The exercise: State how many of the lines below contain the string "target", taking letter case into account, and give only that number.

Task inputs:
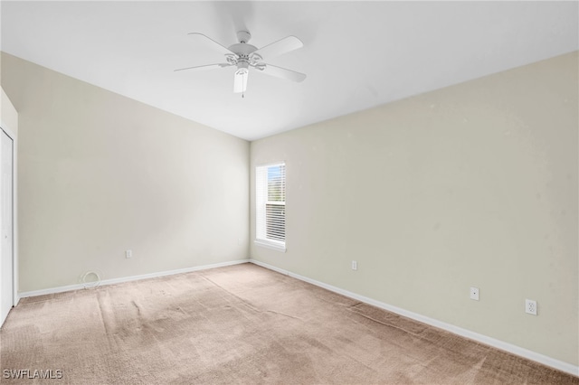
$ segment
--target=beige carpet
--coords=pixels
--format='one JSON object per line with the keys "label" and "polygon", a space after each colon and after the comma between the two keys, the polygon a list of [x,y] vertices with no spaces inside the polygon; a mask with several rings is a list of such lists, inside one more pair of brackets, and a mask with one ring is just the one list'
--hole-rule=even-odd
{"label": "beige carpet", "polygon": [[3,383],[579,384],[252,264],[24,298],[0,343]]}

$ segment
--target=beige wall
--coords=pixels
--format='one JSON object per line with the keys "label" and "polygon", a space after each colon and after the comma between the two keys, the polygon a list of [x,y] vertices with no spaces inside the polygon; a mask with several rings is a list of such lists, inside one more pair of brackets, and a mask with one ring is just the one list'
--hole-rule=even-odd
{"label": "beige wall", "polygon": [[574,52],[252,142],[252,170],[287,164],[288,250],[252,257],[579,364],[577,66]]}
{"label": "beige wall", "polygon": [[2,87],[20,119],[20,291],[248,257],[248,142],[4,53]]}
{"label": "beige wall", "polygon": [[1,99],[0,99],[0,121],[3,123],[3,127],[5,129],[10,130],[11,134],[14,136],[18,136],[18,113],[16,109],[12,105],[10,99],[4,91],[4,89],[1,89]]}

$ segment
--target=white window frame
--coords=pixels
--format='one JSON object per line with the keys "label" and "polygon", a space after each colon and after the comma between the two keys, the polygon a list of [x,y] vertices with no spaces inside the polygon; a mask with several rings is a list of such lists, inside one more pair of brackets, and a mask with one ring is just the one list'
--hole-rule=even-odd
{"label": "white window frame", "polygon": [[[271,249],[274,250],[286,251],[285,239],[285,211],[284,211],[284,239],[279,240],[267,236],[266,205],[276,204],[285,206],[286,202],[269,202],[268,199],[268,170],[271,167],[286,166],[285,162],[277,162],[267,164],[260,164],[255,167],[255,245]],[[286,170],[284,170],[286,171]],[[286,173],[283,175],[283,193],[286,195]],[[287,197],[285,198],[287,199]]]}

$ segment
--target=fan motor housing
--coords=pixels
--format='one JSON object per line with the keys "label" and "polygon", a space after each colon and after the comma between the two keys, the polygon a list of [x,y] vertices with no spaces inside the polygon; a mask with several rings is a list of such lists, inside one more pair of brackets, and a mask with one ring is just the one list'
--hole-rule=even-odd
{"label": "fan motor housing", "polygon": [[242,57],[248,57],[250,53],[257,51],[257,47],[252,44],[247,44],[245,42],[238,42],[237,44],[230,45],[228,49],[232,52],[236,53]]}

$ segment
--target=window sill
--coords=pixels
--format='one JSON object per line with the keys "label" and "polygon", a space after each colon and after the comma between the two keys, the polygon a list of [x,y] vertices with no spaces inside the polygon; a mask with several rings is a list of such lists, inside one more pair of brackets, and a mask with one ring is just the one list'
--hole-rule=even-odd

Result for this task: 5